Nuovo allarme, la virologa: «Ci sono troppi morti in Lombardia, forse il coronavirus è mutato»

 

Qualcosa non va, l’allarme è alto, i conti non tornano. Il coronavirus Sars-CoV-2 «potrebbe essere mutato». Ad avanzare l’ipotesi è Maria Rita Gismondo. È la direttrice del Laboratorio di microbiologia clinica dell’ospedale Sacco di Milano, centro di riferimento contro Covid-19. L’esperta esprime «un pensiero convergente» con quello della virologa Ilaria Capua, docente all’università della Florida. «In Lombardia c’è qualcosa che non comprendiamo. Si sono superati i morti della Cina in un’area infinitesimamente più piccola e in un tempo minore».

L’aggressività del coronavirus

«Sta succedendo qualcosa di strano», avverte Gismondo parlando all’AdnKronos Salute . «In Lombardia c’è un’aggressività del coronavirus che non si spiega. Le ipotesi possono essere tutte valide», precisa. «Ma una è che il virus sia forse mutato». Per questo «lancio un appello alla comunità scientifica: uniamoci per capire», esorta la virologa. «Se tutti ci mettiamo insieme e ne studiamo un pezzetto, probabilmente riusciremo a comprendere».

Estratto del dataset:
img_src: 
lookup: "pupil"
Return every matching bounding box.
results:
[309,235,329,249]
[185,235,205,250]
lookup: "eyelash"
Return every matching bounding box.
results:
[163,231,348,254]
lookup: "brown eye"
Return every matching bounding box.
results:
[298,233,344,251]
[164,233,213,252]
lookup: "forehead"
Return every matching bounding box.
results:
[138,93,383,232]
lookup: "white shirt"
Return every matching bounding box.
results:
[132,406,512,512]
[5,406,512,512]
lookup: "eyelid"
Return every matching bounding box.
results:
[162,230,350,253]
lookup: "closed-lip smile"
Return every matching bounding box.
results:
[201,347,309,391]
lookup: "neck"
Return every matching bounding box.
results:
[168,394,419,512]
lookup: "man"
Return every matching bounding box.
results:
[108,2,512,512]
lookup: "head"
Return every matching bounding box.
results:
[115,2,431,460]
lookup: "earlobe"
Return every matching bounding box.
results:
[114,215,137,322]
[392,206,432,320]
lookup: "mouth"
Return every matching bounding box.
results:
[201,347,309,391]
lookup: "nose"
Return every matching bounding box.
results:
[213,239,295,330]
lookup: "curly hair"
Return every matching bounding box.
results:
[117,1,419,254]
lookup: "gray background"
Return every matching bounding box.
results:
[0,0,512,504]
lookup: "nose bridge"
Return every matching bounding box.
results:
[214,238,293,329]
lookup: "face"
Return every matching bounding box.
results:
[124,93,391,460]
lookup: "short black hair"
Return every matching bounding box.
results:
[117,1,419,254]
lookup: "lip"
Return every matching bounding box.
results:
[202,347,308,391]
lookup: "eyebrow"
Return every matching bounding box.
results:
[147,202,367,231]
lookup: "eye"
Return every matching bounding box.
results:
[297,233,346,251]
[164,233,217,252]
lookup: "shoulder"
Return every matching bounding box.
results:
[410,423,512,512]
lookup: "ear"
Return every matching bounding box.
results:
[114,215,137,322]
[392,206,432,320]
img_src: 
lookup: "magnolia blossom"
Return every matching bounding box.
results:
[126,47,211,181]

Completa quanto segue:
1. Elenca tutti i nomi di luoghi geografici citati nell'articolo sul coronavirus in Lombardia.
2. Scrivi il seguito dell'articolo sul coronavirus in Lombardia, partendo dopo l'ultima frase riportata.
Le voci del dataset non servono per questo lavoro.

Risposte scritte:
1. Lombardia, Cina, Milano, Florida

2.
Entrato in Italia dalla Germania e dalla Cina

Il virus è entrato in Italia due volte, dalla Germania e dalla Cina, in momenti diversi. È quanto emerge dallo studio condotto dal gruppo di epidemiologia molecolare dell’Università Campus Bio-Medico di Roma guidato da Massimo Ciccozzi. «La ricerca che abbiamo effettuato dimostra che in Italia si sono succeduti due differenti eventi epidemici in due momenti distinti e probabilmente distanti tra loro. Uno che viene direttamente dalla Cina, l’altro invece da un Paese europeo, probabilmente la Germania. Ciò significa che non siamo stati noi italiani gli untori dell’Europa, bensì quelli che hanno subito l’evento”, spiega Ciccozzi.

Lo studio sul coronavirus

Il lavoro è stato condotto con le tecniche dell’epidemiologia molecolare, che sfruttano modelli matematici e statistici applicabili a tutte le sequenze di genomi completi del coronavirus isolato nei pazienti infetti. «In pratica queste tecniche – spiega ancora Ciccozzi – permettono di dire, sulla base delle differenze genetiche isolate, se un gruppo di pazienti ha subito lo stesso evento epidemico o se l’evento epidemico è dovuto a un solo paziente. In questo caso si è visto che sono due gruppi di eventi epidemici in Italia leggermente distanziati a livello temporale l’uno dall’altro”.